Instructions for the task -
Which words in the text on suspending the wrongful trading provisions appear inside parentheses or quotation marks? List every one.

--- Text block Enclosed Below ---

In March 2020, Business Secretary Alok Sharma announced that provisions on wrongful trading would be suspended. The move came as part of a wider package of measures that sought to provide assistance to businesses – and their beleaguered boards – experiencing financial distress due to Covid-19.

Now set out in the Corporate Insolvency and Governance Act 2020 (CIGA), which was passed on 26 June 2020, the provisions adapt the wrongful trading regime making directors’ liability for the “relevant period” unlikely.

Why does it matter? 

Under wrongful trading provisions, directors are required to take action if they know (or should know) that their business is approaching insolvency. If the directors continue to trade the business, there is a risk that they may be held personally liable in the insolvency for debts incurred after gaining that knowledge. 

As a result of the Covid-19 pandemic and the forced closure of many retail operations, a large number of businesses are under considerable financial pressure, with directors facing difficult decisions on whether to continue trading. The UK Government’s initial decision to suspend the wrongful trading provisions was to give boards breathing space to deal with the pandemic’s impact on trading without the spectre of wrongful trading and personal liability hanging over them.

--- End of Enclosed Text block ---
--- Supplied material Enclosed Below ---

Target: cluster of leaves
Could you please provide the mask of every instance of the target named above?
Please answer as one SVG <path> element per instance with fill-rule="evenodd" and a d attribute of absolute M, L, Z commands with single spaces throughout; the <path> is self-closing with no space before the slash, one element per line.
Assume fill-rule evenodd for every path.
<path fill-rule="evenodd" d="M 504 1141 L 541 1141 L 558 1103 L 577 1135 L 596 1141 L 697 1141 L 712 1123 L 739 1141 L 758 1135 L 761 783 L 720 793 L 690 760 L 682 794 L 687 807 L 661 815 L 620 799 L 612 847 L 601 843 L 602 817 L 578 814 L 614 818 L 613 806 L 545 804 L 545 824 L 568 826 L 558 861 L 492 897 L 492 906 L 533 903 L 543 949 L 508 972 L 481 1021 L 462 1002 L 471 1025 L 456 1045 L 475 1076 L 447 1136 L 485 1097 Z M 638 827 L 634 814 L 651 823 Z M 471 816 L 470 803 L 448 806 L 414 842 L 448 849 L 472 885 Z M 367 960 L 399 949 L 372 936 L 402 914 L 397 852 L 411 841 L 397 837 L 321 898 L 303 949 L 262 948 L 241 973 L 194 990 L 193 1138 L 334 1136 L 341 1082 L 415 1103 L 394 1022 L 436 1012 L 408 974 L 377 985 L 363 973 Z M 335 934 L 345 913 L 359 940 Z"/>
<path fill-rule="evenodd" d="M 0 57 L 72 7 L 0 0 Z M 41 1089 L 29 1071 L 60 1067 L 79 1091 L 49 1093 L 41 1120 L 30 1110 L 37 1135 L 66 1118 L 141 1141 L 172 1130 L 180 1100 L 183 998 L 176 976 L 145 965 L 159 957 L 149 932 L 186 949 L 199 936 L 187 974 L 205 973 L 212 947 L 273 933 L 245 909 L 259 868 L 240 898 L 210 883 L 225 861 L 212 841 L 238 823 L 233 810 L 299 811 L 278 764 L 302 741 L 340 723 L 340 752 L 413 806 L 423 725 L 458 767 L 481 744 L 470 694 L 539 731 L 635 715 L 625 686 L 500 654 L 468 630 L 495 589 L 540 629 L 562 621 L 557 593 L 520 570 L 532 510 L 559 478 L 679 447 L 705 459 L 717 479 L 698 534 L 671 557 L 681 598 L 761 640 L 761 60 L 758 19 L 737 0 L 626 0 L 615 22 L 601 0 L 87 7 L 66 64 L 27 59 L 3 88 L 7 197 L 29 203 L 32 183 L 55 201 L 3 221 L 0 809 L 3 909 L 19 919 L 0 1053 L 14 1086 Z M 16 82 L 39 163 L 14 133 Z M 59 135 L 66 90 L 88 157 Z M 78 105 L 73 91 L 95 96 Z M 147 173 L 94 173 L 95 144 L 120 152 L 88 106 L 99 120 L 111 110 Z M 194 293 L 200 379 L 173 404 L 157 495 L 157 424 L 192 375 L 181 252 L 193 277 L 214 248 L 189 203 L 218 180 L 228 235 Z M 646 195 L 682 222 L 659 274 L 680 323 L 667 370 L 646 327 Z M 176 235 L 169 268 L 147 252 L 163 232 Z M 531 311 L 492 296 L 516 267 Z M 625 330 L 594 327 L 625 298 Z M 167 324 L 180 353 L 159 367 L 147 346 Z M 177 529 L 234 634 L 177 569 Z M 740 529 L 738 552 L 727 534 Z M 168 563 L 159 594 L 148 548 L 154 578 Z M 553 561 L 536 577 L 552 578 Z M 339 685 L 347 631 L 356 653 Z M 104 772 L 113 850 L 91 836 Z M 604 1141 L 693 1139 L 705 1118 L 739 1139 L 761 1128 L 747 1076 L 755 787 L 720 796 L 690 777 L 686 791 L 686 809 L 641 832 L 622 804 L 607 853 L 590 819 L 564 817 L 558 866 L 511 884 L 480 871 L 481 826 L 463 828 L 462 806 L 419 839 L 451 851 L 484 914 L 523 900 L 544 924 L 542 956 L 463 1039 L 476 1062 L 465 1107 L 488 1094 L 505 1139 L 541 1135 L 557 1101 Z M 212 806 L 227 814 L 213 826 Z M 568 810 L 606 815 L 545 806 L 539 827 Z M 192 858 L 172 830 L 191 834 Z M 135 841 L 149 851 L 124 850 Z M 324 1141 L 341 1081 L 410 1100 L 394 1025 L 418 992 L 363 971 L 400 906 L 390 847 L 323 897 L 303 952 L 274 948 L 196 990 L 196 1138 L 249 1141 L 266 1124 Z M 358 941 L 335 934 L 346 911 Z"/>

--- End of Enclosed Supplied material ---

Problem solution -
- CIGA
- or should know
- relevant period